◆ **SUPPLIED MATERIAL**:
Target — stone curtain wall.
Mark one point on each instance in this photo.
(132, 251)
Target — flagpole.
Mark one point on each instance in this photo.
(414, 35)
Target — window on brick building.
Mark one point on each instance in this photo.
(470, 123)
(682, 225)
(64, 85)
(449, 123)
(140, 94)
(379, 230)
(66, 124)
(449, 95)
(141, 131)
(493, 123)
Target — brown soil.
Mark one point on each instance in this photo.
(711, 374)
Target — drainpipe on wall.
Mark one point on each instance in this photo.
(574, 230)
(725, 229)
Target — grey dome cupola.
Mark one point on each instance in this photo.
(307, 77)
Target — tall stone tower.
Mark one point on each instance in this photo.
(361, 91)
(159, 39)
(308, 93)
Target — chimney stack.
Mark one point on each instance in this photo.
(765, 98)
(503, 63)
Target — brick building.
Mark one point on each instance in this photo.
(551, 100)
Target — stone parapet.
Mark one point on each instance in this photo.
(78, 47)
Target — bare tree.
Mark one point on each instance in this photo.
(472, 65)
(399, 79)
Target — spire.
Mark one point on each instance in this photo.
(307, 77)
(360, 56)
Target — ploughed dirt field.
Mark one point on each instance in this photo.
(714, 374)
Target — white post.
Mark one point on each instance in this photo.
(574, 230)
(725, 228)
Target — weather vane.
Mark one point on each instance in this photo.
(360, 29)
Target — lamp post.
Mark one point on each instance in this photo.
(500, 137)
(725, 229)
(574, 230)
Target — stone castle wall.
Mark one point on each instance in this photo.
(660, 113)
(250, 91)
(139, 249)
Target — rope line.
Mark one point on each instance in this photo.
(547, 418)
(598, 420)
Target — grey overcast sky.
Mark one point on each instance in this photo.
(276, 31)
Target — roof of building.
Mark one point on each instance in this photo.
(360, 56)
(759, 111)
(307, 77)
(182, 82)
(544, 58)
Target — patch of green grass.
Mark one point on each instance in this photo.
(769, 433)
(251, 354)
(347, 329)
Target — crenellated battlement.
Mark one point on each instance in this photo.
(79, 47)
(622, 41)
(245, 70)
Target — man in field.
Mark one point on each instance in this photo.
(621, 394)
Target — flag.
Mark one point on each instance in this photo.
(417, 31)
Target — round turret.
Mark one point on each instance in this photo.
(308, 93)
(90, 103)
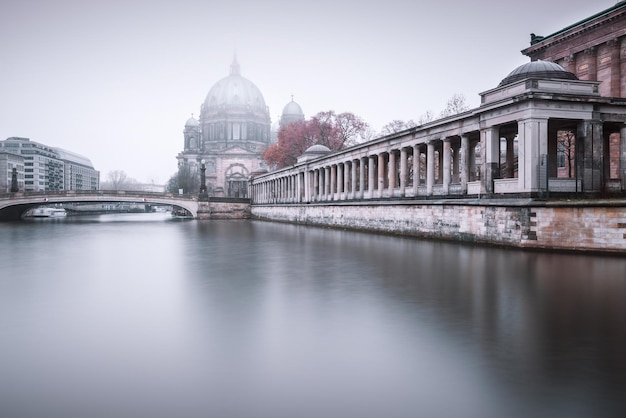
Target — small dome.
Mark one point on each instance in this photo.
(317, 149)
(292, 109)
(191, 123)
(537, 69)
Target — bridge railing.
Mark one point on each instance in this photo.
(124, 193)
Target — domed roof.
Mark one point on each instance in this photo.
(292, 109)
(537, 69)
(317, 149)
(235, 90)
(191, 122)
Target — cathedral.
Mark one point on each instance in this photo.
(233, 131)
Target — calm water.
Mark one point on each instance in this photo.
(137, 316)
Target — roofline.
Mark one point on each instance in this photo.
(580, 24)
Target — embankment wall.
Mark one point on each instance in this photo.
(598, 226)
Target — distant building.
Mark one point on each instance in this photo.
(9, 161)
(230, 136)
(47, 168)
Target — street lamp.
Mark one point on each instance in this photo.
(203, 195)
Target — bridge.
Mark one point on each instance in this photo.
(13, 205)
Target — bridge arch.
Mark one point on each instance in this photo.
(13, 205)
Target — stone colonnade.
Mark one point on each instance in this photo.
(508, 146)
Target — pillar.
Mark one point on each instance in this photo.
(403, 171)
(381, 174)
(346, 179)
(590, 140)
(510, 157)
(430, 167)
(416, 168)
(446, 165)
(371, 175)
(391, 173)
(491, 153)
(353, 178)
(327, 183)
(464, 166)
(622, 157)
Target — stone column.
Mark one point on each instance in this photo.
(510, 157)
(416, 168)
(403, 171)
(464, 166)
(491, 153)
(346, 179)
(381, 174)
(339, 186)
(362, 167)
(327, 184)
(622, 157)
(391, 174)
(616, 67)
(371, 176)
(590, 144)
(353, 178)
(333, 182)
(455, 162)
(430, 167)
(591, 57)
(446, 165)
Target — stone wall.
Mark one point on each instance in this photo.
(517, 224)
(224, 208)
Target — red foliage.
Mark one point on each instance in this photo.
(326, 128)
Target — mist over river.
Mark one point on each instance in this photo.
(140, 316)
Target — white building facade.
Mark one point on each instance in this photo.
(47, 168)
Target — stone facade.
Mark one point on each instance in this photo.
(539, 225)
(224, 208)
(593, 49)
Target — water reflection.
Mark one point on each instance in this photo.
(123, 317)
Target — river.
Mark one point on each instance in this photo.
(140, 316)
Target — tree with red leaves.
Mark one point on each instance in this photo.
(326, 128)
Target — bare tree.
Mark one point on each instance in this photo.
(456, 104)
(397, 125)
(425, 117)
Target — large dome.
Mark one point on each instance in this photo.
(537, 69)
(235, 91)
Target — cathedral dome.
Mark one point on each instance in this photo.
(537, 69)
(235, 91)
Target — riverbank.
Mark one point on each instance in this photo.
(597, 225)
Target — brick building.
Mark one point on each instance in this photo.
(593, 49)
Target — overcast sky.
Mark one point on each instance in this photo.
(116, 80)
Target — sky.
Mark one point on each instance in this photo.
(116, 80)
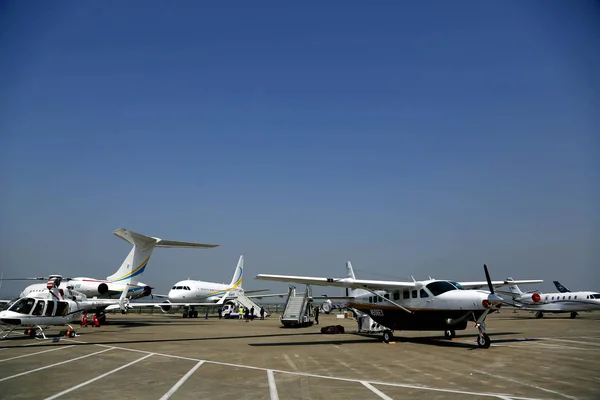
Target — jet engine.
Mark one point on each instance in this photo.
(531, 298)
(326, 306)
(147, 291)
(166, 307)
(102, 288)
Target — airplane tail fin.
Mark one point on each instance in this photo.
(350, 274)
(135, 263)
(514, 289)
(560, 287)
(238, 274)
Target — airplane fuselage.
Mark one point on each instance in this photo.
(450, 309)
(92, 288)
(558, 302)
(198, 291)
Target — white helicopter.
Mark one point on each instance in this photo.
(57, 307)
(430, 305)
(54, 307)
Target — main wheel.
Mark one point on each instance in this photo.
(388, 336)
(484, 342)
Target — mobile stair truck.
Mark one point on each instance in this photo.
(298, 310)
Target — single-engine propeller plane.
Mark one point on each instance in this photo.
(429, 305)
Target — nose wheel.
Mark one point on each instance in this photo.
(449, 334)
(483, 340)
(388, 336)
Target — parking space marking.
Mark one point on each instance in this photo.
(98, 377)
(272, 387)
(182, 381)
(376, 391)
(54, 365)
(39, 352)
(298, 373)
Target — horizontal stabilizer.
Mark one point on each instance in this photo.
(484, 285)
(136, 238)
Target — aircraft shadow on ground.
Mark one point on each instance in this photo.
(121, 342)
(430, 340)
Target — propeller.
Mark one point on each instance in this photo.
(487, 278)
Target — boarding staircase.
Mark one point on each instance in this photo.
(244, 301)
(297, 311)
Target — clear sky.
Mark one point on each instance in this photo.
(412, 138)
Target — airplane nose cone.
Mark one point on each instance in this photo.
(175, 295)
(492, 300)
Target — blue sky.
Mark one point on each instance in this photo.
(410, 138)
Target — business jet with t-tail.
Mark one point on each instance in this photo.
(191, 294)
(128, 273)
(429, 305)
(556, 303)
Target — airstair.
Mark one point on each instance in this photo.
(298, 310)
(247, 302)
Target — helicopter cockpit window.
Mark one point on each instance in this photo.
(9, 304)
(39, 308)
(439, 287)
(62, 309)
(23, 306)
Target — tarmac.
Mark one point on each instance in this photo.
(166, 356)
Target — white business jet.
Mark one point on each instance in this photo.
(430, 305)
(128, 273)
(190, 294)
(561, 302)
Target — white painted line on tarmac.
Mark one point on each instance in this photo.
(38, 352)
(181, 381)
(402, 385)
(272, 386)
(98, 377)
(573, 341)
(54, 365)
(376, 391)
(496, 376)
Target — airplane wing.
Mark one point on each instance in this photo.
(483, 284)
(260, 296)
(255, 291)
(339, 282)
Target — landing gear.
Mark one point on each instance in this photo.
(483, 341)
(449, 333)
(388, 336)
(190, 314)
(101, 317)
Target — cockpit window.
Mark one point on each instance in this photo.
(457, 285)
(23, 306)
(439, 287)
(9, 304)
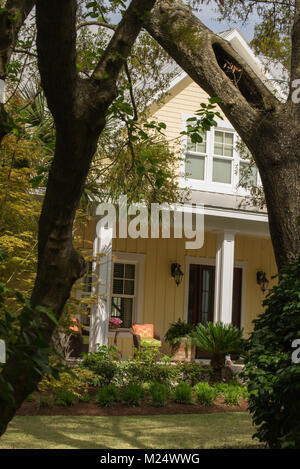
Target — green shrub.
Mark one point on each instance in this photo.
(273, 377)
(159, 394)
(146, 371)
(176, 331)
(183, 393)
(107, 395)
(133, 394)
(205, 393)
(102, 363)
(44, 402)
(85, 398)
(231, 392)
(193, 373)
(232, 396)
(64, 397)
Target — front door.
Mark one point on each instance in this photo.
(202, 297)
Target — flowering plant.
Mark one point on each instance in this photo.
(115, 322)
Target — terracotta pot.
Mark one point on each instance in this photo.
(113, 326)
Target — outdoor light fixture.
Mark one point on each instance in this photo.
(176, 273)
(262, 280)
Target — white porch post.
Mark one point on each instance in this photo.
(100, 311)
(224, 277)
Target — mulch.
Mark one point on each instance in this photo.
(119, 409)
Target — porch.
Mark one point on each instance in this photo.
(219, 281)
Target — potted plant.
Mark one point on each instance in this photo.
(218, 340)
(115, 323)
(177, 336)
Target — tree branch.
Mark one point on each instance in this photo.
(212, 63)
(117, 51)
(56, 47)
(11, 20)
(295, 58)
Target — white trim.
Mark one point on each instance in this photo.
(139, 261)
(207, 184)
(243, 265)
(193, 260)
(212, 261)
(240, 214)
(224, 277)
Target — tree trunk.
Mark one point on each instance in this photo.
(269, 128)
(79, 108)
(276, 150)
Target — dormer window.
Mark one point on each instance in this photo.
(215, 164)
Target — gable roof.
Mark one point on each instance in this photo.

◆ **THE PROBLEM**:
Each line from the start of the records through the line holding "Target — lamp post." must be returned exactly; nothing else belongs in the answer.

◆ **WRITTEN ANSWER**:
Target — stone curtain wall.
Mark one point on each instance in this photo.
(132, 251)
Target — flagpole.
Mark one point on each instance in this photo.
(414, 35)
Target — window on brick building.
Mark one point on each instance in this photo.
(470, 123)
(682, 225)
(64, 85)
(449, 123)
(140, 94)
(379, 230)
(66, 124)
(449, 95)
(141, 131)
(493, 123)
Target — brown soil.
Mark one point on each instance in this photo.
(711, 374)
Target — drainpipe on wall.
Mark one point on each instance in this photo.
(574, 230)
(725, 229)
Target — grey dome cupola.
Mark one point on each instance in this photo.
(307, 77)
Target — tall stone tower.
Mark one point on each instance in this photo.
(361, 91)
(159, 39)
(308, 93)
Target — chimney stack.
Mark one point on each instance in this photo.
(765, 98)
(503, 63)
Target — brick building.
Mark one point on each instance in this photo.
(551, 100)
Target — stone parapet.
Mark one point on each instance in this photo.
(78, 47)
Target — bare tree.
Mark one point on each instance in this photo.
(472, 65)
(399, 79)
Target — spire.
Mark one point on each instance in this photo.
(307, 77)
(360, 56)
Target — ploughed dirt field.
Mark one point on each instance in this photo.
(714, 374)
Target — white post.
Mark one point on each instance in this photo.
(574, 230)
(725, 228)
Target — weather vane.
Mark one point on each instance in this photo.
(360, 29)
Target — lamp post.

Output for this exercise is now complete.